[CONSIGNE]
Recopiez mot pour mot le passage de l'extrait sur lord Chesterfield, depuis « Chesterfield, en parlant » jusqu'à « en pourraient faire. » inclus.

[EXTRAIT DE PAGE]
================

Chesterfield, en parlant ainsi, ne se méprenait pas sur la grande inconséquence de Voltaire. Cette inconséquence, en deux mots, la voici : c’est que lui, Voltaire, qui considérait volontiers les hommes comme des fous ou comme des enfants, et qui n’avait pas assez de rire pour les railler, il leur mettait en même temps dans les mains des armes toutes chargées, sans s’inquiéter de l’usage qu’ils en pourraient faire.

Lord Chesterfield lui-même, aux yeux des puritains de son pays, a été accusé, je dois le dire, d’avoir fait brèche à la morale dans les Lettres adressées à son fils. Le sévère Johnson, qui d’ailleurs n’était pas impartial à l’égard de Chesterfield, et qui croyait avoir à se plaindre de lui, disait, au moment de la publication de ces Lettres, « qu’elles enseignaient la morale d’une courtisane et les manières d’un maître à danser. »

Un tel jugement est souverainement injuste, et si Chesterfield, dans le cas particulier, insiste tant sur les grâces des manières et sur l’agrément à tout prix, c’est qu’il a déjà pourvu aux parties plus solides de l’éducation, et que son élève n’est pas en danger du tout de pécher par le côté qui rend l’homme respectable, mais bien par celui qui le rend aimable. Quoique plus d’un passage de ces Lettres puisse sembler fort étrange venant d’un père à son fils, l’ensemble est animé d’un véritable esprit de tendresse et de sagesse. Si Horace avait un fils, je me figure qu’il ne lui parlerait guère autrement.

================

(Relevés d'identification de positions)
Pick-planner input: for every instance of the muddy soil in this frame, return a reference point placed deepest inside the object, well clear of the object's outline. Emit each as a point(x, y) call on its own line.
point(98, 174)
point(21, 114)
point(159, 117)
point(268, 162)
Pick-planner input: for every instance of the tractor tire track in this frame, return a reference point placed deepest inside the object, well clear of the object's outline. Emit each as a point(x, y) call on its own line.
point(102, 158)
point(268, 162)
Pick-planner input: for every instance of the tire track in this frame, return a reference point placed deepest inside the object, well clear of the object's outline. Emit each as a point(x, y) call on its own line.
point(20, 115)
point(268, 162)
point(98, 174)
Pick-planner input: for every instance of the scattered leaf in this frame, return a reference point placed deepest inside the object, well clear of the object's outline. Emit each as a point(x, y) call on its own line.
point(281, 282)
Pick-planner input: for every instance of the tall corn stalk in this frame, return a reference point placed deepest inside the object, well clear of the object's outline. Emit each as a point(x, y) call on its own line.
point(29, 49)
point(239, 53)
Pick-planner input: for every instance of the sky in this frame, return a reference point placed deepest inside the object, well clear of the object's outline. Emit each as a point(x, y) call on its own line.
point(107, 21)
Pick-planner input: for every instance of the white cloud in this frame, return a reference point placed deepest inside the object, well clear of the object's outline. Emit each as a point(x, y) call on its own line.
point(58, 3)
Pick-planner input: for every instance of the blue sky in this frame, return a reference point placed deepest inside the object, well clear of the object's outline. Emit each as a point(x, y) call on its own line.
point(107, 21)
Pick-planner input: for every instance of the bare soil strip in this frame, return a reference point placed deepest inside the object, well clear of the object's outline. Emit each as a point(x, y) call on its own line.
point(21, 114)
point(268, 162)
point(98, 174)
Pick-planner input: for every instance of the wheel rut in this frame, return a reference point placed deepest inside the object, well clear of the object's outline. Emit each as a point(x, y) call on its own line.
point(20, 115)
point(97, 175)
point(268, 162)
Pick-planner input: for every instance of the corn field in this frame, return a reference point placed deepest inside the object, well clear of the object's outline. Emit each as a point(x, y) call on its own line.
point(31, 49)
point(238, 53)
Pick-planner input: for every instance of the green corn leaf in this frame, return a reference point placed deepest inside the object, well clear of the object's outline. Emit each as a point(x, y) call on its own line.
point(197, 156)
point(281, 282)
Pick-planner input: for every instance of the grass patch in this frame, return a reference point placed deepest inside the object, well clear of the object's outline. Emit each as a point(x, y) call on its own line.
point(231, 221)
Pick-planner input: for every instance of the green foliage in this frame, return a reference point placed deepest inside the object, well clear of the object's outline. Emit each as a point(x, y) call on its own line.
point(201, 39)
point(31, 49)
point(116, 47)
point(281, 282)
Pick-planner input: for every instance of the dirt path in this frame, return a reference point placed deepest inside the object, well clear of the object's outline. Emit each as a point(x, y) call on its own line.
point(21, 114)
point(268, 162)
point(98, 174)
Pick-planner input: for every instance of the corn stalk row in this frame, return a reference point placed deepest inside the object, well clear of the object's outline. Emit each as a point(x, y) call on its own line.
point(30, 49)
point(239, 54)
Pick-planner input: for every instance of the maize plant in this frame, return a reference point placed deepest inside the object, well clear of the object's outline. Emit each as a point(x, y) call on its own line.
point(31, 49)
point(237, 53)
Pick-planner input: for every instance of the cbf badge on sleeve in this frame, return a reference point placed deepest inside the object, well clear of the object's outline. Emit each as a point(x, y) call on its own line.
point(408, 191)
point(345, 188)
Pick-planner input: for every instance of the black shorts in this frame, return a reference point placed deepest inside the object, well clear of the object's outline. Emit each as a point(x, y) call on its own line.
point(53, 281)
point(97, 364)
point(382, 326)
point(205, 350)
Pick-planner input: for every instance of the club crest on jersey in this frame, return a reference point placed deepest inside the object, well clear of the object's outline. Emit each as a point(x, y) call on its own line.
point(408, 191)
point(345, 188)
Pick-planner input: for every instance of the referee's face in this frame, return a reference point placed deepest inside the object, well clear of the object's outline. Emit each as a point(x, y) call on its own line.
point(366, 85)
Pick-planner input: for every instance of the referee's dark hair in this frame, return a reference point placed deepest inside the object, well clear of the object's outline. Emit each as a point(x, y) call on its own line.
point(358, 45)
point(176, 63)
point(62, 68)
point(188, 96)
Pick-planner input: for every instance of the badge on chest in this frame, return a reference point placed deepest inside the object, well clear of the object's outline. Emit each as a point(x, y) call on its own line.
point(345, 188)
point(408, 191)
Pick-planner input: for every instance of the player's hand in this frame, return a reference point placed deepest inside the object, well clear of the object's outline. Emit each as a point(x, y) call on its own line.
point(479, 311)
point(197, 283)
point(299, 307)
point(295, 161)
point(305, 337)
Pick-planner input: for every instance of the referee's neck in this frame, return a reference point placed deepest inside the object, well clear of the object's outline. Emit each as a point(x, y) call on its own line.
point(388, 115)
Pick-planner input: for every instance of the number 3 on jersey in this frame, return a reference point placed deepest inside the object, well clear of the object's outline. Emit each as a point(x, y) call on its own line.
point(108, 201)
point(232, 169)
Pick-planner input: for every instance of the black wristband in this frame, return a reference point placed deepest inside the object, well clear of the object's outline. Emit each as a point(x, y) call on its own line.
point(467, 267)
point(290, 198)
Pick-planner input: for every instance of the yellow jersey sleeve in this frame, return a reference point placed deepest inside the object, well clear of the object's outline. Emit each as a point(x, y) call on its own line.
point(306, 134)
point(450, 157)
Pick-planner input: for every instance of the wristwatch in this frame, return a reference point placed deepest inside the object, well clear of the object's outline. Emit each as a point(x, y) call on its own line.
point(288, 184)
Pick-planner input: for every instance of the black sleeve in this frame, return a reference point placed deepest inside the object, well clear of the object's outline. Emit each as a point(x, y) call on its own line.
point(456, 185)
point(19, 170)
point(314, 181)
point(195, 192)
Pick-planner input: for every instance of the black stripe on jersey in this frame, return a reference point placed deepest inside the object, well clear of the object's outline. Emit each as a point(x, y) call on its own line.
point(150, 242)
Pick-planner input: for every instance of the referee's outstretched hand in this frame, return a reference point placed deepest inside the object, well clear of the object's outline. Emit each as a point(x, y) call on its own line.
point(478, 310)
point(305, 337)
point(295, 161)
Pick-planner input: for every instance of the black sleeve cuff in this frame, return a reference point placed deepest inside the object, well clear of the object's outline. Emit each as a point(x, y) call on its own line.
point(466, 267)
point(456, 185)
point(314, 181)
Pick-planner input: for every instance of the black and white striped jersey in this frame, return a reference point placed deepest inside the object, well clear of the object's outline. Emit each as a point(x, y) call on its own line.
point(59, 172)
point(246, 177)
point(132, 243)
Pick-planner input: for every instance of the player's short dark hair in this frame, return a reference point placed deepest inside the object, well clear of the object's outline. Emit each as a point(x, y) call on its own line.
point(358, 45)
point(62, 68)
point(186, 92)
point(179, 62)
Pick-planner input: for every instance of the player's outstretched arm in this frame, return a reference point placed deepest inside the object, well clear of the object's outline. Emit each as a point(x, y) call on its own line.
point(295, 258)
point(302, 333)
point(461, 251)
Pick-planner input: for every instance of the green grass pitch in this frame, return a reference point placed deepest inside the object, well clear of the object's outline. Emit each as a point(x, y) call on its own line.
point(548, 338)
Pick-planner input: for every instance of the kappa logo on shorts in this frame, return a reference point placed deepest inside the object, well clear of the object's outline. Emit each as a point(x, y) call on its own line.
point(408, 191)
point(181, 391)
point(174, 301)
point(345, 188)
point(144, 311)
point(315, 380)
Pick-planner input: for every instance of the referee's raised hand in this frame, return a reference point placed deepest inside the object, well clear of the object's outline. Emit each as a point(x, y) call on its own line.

================

[RÉPONSE]
Chesterfield, en parlant ainsi, ne se méprenait pas sur la grande inconséquence de Voltaire. Cette inconséquence, en deux mots, la voici : c’est que lui, Voltaire, qui considérait volontiers les hommes comme des fous ou comme des enfants, et qui n’avait pas assez de rire pour les railler, il leur mettait en même temps dans les mains des armes toutes chargées, sans s’inquiéter de l’usage qu’ils en pourraient faire.